_Set task:_ Rewrite the rows starting with the line containing "Task: a point for each instance of the stone" and going on through the line containing "pixel 148 85", replacing "blue sky" with "open sky" and leaving everything else unchanged. Give only those rows.

##########

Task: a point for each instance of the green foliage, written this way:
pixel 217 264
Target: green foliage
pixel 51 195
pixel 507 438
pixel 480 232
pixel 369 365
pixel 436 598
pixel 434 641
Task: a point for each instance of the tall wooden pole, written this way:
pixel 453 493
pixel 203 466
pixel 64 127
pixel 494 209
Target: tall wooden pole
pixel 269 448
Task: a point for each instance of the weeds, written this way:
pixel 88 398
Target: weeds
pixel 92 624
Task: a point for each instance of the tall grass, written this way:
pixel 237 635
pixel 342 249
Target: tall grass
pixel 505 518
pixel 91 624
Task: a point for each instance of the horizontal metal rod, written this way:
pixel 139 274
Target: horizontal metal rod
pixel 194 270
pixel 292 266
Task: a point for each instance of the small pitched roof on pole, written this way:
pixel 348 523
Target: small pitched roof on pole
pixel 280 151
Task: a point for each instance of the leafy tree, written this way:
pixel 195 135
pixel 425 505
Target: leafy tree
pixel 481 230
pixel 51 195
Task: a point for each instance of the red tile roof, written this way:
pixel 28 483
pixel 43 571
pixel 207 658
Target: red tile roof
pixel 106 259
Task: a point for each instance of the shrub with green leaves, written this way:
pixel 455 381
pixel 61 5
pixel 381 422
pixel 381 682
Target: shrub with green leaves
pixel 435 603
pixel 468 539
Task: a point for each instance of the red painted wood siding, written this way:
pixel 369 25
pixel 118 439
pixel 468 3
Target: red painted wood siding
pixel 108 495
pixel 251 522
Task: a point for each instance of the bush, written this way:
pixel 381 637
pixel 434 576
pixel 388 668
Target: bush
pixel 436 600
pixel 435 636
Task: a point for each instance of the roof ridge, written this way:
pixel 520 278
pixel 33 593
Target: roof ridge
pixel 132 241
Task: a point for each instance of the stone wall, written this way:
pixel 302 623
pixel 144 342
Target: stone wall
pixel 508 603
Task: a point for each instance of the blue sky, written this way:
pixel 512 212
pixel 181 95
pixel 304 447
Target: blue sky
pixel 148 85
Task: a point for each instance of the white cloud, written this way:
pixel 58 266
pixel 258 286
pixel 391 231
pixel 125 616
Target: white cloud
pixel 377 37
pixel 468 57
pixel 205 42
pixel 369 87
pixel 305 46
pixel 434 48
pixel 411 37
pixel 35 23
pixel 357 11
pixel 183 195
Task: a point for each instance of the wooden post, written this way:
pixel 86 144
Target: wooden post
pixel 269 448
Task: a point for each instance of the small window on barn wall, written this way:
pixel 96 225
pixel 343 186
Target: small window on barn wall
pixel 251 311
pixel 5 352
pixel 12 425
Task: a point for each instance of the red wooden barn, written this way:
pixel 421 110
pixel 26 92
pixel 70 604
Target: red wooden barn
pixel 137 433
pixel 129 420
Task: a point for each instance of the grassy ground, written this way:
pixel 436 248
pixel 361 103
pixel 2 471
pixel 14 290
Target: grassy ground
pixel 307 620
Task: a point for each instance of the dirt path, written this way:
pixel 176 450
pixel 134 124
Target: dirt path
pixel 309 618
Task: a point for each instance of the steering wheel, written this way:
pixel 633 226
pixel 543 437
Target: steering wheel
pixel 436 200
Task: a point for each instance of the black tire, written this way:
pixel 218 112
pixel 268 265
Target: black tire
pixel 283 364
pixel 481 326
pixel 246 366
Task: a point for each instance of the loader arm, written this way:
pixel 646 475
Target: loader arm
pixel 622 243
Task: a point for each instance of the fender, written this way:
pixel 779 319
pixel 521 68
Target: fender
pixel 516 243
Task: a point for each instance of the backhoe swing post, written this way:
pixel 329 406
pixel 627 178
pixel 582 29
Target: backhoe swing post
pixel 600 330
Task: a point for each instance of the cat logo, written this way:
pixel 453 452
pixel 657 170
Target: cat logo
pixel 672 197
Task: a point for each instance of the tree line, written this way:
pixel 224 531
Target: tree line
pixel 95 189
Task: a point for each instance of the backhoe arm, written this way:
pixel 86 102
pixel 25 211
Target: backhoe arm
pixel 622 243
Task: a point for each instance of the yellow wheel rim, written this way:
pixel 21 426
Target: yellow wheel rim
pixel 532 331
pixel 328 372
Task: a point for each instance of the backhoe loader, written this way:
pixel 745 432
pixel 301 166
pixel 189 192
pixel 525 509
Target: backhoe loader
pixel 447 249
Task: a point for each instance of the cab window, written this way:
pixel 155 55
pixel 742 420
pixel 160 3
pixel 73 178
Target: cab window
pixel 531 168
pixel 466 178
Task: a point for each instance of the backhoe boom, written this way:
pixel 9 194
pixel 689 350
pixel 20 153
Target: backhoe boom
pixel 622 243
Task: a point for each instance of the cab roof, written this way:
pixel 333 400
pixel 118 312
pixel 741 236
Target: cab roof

##########

_Task answer:_
Task: a point for each instance of the stone wall, written this way:
pixel 302 623
pixel 144 342
Target: stone wall
pixel 508 603
Task: a point for each instance of the open sky, written this way:
pixel 512 212
pixel 181 95
pixel 304 447
Target: open sky
pixel 148 85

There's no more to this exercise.